## Task directions
An identical copy of all records below is to be written out.
──────── Records to use
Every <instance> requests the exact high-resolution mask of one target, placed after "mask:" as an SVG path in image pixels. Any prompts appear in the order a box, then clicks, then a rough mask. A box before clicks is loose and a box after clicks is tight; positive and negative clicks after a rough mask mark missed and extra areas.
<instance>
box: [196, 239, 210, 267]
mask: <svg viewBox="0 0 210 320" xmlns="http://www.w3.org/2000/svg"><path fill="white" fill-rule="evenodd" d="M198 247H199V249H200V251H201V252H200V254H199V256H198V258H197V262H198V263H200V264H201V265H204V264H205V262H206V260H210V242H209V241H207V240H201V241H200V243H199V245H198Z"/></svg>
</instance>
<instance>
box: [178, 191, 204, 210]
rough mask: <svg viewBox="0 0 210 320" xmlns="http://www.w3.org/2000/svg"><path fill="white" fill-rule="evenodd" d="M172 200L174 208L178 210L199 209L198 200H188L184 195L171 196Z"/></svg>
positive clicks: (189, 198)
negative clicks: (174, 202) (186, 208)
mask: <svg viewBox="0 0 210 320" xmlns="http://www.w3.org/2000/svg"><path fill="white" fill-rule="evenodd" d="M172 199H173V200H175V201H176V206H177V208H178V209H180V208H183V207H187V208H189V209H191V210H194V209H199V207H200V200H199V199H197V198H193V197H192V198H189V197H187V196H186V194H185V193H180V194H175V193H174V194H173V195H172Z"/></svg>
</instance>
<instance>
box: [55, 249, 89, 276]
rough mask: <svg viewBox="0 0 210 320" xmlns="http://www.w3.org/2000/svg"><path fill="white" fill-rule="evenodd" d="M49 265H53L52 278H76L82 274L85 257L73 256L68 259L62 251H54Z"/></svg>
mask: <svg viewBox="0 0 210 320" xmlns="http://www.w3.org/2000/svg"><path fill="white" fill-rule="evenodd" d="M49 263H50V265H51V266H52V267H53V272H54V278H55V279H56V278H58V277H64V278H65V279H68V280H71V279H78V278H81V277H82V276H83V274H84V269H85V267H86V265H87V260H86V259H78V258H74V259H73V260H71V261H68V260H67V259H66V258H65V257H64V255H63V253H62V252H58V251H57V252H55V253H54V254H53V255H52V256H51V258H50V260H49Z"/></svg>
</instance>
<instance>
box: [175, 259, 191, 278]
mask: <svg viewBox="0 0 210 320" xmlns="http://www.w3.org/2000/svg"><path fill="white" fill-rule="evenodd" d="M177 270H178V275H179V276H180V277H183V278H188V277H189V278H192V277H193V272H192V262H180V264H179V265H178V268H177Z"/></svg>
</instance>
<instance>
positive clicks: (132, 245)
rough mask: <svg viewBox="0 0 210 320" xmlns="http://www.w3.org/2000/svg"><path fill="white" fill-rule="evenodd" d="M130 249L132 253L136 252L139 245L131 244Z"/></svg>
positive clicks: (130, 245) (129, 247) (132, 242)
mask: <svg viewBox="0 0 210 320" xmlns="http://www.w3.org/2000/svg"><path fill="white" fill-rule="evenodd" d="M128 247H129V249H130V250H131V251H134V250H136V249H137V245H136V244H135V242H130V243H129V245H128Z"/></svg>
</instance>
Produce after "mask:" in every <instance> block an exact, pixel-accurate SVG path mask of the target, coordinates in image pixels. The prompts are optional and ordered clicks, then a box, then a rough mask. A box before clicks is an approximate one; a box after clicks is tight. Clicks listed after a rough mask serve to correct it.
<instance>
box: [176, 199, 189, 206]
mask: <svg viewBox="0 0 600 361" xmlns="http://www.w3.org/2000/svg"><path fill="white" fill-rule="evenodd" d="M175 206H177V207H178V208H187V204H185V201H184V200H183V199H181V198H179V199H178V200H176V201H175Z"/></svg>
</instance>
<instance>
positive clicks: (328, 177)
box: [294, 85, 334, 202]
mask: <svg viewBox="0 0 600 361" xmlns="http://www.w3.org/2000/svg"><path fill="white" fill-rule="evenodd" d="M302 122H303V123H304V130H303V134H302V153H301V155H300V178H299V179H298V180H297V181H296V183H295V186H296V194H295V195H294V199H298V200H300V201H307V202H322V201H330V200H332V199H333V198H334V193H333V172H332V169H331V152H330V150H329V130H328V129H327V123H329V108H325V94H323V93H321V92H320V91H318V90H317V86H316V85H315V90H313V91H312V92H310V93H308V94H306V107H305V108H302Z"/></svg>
────────────────
## Result of the exercise
Every <instance> requests the exact high-resolution mask of one target, placed after "mask:" as an SVG path in image pixels. Any prompts appear in the order a box, then clicks, then a rough mask. A box before clicks is loose and a box after clicks is tight; positive and negative clicks after a rough mask mark missed and extra areas.
<instance>
box: [196, 239, 210, 267]
mask: <svg viewBox="0 0 210 320" xmlns="http://www.w3.org/2000/svg"><path fill="white" fill-rule="evenodd" d="M198 247H199V249H200V251H201V252H200V254H199V256H198V258H197V262H198V263H200V264H201V265H204V264H205V262H206V260H210V242H209V241H207V240H201V241H200V243H199V245H198Z"/></svg>
</instance>
<instance>
box: [178, 191, 204, 210]
rough mask: <svg viewBox="0 0 210 320" xmlns="http://www.w3.org/2000/svg"><path fill="white" fill-rule="evenodd" d="M172 200L174 208L178 210L199 209L198 200H188L184 195L171 196Z"/></svg>
positive clicks: (189, 198)
negative clicks: (174, 202) (186, 208)
mask: <svg viewBox="0 0 210 320" xmlns="http://www.w3.org/2000/svg"><path fill="white" fill-rule="evenodd" d="M172 199H173V200H175V201H176V206H177V208H178V209H180V208H183V207H187V208H189V209H191V210H194V209H199V207H200V200H199V199H197V198H193V197H192V198H189V197H187V196H186V194H185V193H180V194H175V193H174V194H173V195H172Z"/></svg>
</instance>
<instance>
box: [55, 249, 89, 276]
rough mask: <svg viewBox="0 0 210 320" xmlns="http://www.w3.org/2000/svg"><path fill="white" fill-rule="evenodd" d="M49 265H53L52 278H76L82 274L85 257L73 256L68 259L62 251H54Z"/></svg>
mask: <svg viewBox="0 0 210 320" xmlns="http://www.w3.org/2000/svg"><path fill="white" fill-rule="evenodd" d="M49 263H50V265H51V266H52V267H53V272H54V278H55V279H56V278H58V277H64V278H65V279H68V280H71V279H78V278H81V277H82V276H83V274H84V269H85V267H86V265H87V260H86V259H78V258H74V259H73V260H71V261H68V260H67V259H66V258H65V257H64V255H63V253H62V252H58V251H57V252H55V253H54V254H53V255H52V256H51V258H50V260H49Z"/></svg>
</instance>
<instance>
box: [175, 259, 191, 278]
mask: <svg viewBox="0 0 210 320" xmlns="http://www.w3.org/2000/svg"><path fill="white" fill-rule="evenodd" d="M177 270H178V275H179V276H180V277H183V278H188V277H189V278H192V277H193V272H192V262H180V264H179V265H178V268H177Z"/></svg>
</instance>
<instance>
positive clicks: (132, 245)
rough mask: <svg viewBox="0 0 210 320" xmlns="http://www.w3.org/2000/svg"><path fill="white" fill-rule="evenodd" d="M130 249L132 253L136 252L139 245L131 244Z"/></svg>
positive clicks: (130, 245) (129, 247) (132, 242)
mask: <svg viewBox="0 0 210 320" xmlns="http://www.w3.org/2000/svg"><path fill="white" fill-rule="evenodd" d="M128 247H129V249H130V250H131V251H134V250H136V249H137V245H136V244H135V242H130V243H129V245H128Z"/></svg>
</instance>
Produce after "mask:" in every <instance> block an exact, pixel-accurate SVG path mask of the target, coordinates in image pixels. The prompts are optional and ordered clicks, then a box, then a rough mask. A box before clicks is an approximate one; a box after clicks is tight. Clicks listed after a rough mask serve to correct it.
<instance>
box: [176, 199, 189, 206]
mask: <svg viewBox="0 0 600 361" xmlns="http://www.w3.org/2000/svg"><path fill="white" fill-rule="evenodd" d="M175 206H177V207H178V208H187V204H185V201H184V200H183V199H181V198H179V199H178V200H176V201H175Z"/></svg>
</instance>
<instance>
positive clicks: (328, 177)
box: [294, 85, 334, 202]
mask: <svg viewBox="0 0 600 361" xmlns="http://www.w3.org/2000/svg"><path fill="white" fill-rule="evenodd" d="M302 122H303V123H304V130H303V134H302V153H301V155H300V178H299V179H298V180H297V181H296V183H295V186H296V194H295V195H294V199H298V200H300V201H307V202H322V201H330V200H332V199H333V198H334V193H333V172H332V169H331V152H330V150H329V130H328V129H327V123H329V108H325V94H323V93H321V92H320V91H318V90H317V86H316V85H315V90H313V91H312V92H310V93H308V94H306V107H305V108H302Z"/></svg>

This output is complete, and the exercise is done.